Prompt
Give back, unchanged, the lines from the one containing "Target: pink cherry blossom" to the end of the listing, inclusive of both.

.....

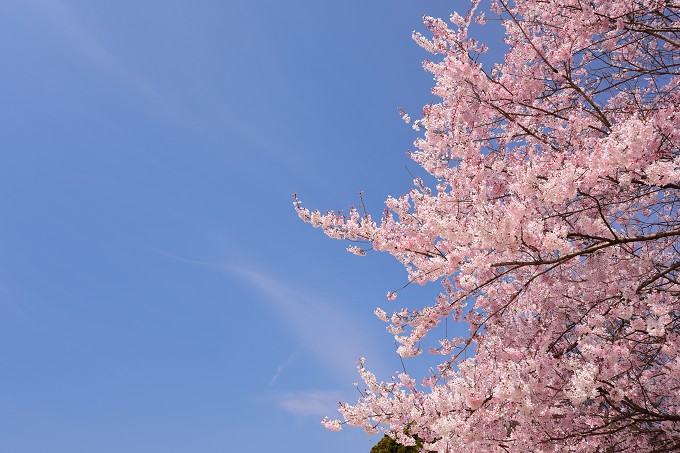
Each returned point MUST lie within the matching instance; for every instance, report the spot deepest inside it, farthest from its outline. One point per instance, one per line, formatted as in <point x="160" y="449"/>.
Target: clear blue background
<point x="157" y="290"/>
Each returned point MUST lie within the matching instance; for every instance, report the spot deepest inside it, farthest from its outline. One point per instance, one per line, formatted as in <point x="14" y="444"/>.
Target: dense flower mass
<point x="552" y="224"/>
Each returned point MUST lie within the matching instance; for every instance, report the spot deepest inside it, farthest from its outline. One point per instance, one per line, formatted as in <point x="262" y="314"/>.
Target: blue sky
<point x="157" y="290"/>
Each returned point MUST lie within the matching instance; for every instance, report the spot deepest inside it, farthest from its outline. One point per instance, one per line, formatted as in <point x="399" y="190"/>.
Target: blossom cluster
<point x="552" y="224"/>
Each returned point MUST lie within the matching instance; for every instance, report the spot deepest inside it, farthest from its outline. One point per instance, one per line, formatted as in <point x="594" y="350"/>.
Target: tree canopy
<point x="550" y="220"/>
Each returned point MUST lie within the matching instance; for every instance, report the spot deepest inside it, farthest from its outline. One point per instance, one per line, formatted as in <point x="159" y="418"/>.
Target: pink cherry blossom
<point x="551" y="222"/>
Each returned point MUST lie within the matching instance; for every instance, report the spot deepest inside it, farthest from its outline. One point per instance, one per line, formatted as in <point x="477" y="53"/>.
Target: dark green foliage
<point x="389" y="445"/>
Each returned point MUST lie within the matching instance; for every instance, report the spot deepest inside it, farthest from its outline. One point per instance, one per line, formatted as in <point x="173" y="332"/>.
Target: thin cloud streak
<point x="308" y="403"/>
<point x="332" y="336"/>
<point x="98" y="54"/>
<point x="285" y="364"/>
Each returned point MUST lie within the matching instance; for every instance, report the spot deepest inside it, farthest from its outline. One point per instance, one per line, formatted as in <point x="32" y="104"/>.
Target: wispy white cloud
<point x="334" y="337"/>
<point x="316" y="403"/>
<point x="285" y="365"/>
<point x="86" y="42"/>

.....

Response for this exercise
Target: pink cherry blossom
<point x="551" y="222"/>
Each returned point MUST lie within the matching instance; for every instance, report the spot deepest inside it, farthest from its outline. One point per instance, one per line, formatted as in <point x="477" y="53"/>.
Target: dark green foliage
<point x="389" y="445"/>
Each returned point MUST lie within the matching instance; for every instance, report the spot deepest inside it, farthest from its outline. One point per instance, one per line, formatted as in <point x="173" y="332"/>.
Target: thin cloud streak
<point x="308" y="403"/>
<point x="332" y="336"/>
<point x="98" y="54"/>
<point x="285" y="364"/>
Each returned point MUST lie within the matching instance; for every instance, report the spot deepest inside it, farthest from its outline. One point per instance, one per line, formatted as in <point x="32" y="104"/>.
Target: wispy white cloud
<point x="334" y="337"/>
<point x="316" y="403"/>
<point x="285" y="365"/>
<point x="86" y="42"/>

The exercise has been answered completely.